[Rows of box annotation data]
(begin)
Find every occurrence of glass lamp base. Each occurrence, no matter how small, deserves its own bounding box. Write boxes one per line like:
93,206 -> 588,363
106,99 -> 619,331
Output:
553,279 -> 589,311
(end)
EXERCISE OBJECTIVE: Reproduce every line of the items above, requests included, multiplying each box coordinate in the answers by 2.05 and rounding to whole numbers, with halves rounded up. Leave the numbers in the requests and their format samples as they are.

FULL OUTPUT:
Find every occurrence of glass lamp base. Each occurrence, no matter how small, deserves its own bounding box. Write boxes one per line like:
93,206 -> 588,363
106,99 -> 619,331
Output:
1134,572 -> 1207,638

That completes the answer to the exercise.